--- Selected extract ---

How much does basic lawn care cost per month?

Expect $120–$300/month for weekly mowing, edging, and blowing on an average residential lot (5,000–10,000 sq ft). Larger properties or additional services like fertilization and weed control push costs to $300–$500/month.

What's included in a landscaping estimate?

A complete estimate covers: scope of work by area, plant and materials list with quantities, labor and materials separated, project timeline, payment schedule, and warranty terms. Mowing, edging, trimming, and blowing are standard. Mulching, planting, and irrigation are separate line items.

How do landscapers calculate pricing?

Most use a per-visit rate based on lot size, service list, and drive time. Mowing runs $0.006–$0.012/sq ft per cut. Annual maintenance contracts offer a 10–15% discount over one-time rates. Installation projects are priced as labor plus materials with a 30–50% markup.

Should I get a maintenance contract or pay per visit?

--- Excerpted data ---

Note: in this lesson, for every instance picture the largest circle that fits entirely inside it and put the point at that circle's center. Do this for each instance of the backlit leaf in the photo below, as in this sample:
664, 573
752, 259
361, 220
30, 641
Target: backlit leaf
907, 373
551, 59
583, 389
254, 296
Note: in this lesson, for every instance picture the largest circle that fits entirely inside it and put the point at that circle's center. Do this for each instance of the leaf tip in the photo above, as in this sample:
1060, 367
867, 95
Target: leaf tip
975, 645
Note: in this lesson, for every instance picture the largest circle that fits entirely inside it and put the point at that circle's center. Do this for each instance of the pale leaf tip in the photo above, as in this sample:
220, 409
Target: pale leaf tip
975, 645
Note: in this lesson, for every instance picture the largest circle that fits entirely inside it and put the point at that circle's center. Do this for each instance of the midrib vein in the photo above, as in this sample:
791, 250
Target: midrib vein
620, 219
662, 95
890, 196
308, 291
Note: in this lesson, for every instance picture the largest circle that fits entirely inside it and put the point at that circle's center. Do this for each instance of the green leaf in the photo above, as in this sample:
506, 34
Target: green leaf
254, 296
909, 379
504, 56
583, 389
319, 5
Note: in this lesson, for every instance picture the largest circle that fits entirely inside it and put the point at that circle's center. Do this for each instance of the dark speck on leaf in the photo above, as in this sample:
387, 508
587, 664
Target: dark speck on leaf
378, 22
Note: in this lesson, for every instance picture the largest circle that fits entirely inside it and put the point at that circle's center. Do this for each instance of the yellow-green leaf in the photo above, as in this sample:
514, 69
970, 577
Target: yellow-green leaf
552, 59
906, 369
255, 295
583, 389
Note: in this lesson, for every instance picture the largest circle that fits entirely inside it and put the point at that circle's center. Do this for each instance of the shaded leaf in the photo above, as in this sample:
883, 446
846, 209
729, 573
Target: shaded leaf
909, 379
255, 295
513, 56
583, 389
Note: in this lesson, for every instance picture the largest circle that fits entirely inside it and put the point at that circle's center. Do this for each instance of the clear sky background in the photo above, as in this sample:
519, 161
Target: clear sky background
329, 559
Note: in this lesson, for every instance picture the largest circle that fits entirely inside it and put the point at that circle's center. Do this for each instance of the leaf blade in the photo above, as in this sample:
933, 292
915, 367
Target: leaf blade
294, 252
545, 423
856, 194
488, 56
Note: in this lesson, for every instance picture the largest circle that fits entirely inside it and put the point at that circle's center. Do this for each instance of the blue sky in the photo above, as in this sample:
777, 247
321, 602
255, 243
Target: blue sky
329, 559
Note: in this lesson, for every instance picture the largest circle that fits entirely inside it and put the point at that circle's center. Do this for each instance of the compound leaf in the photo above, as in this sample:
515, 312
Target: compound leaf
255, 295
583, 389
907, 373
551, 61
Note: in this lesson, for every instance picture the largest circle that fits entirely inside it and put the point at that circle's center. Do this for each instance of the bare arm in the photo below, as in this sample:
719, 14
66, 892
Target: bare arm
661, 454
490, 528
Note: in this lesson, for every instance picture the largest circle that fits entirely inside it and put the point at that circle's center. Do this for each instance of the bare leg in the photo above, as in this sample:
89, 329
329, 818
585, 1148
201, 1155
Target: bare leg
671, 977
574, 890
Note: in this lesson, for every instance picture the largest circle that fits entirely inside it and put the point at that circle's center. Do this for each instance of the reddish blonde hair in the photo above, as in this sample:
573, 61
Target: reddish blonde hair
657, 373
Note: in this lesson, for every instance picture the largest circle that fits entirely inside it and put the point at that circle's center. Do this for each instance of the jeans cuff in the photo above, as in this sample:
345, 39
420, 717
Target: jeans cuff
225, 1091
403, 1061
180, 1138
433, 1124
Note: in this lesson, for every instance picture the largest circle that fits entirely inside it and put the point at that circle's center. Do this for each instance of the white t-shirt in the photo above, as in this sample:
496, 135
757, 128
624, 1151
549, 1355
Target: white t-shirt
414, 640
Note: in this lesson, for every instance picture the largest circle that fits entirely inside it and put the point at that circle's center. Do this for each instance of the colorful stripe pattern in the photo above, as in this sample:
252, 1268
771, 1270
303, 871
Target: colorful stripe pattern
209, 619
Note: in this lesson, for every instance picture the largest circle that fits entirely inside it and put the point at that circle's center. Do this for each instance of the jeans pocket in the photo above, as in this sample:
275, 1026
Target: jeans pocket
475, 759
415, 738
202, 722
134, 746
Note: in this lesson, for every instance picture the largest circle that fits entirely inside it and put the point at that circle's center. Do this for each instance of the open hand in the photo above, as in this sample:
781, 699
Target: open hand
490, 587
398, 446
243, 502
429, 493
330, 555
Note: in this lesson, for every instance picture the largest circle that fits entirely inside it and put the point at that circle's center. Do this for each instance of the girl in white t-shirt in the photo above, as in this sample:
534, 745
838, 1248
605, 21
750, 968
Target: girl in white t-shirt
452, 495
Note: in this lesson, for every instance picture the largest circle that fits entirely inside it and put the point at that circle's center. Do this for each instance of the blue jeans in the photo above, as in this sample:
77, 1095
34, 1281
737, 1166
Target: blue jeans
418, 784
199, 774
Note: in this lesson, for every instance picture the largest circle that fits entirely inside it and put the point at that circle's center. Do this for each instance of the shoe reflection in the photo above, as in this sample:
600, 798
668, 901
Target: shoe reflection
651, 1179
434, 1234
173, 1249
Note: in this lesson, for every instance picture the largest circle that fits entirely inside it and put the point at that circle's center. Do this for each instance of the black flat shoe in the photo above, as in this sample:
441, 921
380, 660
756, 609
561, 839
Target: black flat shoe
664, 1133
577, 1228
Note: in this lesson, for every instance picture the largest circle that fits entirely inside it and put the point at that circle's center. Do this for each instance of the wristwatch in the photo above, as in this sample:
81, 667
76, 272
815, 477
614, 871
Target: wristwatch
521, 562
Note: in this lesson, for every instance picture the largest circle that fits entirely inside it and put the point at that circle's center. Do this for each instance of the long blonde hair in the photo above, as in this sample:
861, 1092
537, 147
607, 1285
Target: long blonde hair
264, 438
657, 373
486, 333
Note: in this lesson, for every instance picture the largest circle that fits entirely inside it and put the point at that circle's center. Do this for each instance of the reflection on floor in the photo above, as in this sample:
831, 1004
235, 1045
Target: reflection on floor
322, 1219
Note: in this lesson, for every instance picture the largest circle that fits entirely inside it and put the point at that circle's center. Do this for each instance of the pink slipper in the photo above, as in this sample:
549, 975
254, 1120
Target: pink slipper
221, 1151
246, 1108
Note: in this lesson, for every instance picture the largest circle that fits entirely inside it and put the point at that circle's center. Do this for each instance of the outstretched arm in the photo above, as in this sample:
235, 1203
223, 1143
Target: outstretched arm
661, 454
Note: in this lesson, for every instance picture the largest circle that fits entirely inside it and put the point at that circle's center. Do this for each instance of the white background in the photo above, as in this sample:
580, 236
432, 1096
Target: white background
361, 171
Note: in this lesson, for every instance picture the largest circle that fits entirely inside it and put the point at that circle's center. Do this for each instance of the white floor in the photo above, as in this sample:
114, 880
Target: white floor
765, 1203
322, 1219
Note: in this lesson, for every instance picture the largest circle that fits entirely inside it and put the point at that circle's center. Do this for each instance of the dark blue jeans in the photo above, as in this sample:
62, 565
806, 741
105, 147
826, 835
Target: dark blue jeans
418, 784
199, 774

---

- Tasks -
**1.** What items does a complete estimate cover, according to the lawn care pricing FAQ? List each one.
**2.** Format the data records starting at the line that contains "the white background" and ending at the last line of the data records as a JSON list of strings, one string per line, with blank lines left out.

- Results by task -
**1.**
- Scope of work by area
- Plant and materials list with quantities
- Labor and materials separated
- Project timeline
- Payment schedule
- Warranty terms

**2.**
[
  "Note: in this lesson, for every instance picture the largest circle that fits entirely inside it and put the point at that circle's center. Do this for each instance of the white background in the photo above, as in this sample:",
  "580, 236",
  "432, 1096",
  "Target: white background",
  "361, 171",
  "Note: in this lesson, for every instance picture the largest circle that fits entirely inside it and put the point at that circle's center. Do this for each instance of the white floor in the photo above, as in this sample:",
  "114, 880",
  "Target: white floor",
  "765, 1203",
  "322, 1219",
  "Note: in this lesson, for every instance picture the largest circle that fits entirely inside it and put the point at that circle's center. Do this for each instance of the dark blue jeans in the photo above, as in this sample:",
  "62, 565",
  "806, 741",
  "105, 147",
  "826, 835",
  "Target: dark blue jeans",
  "418, 784",
  "199, 774"
]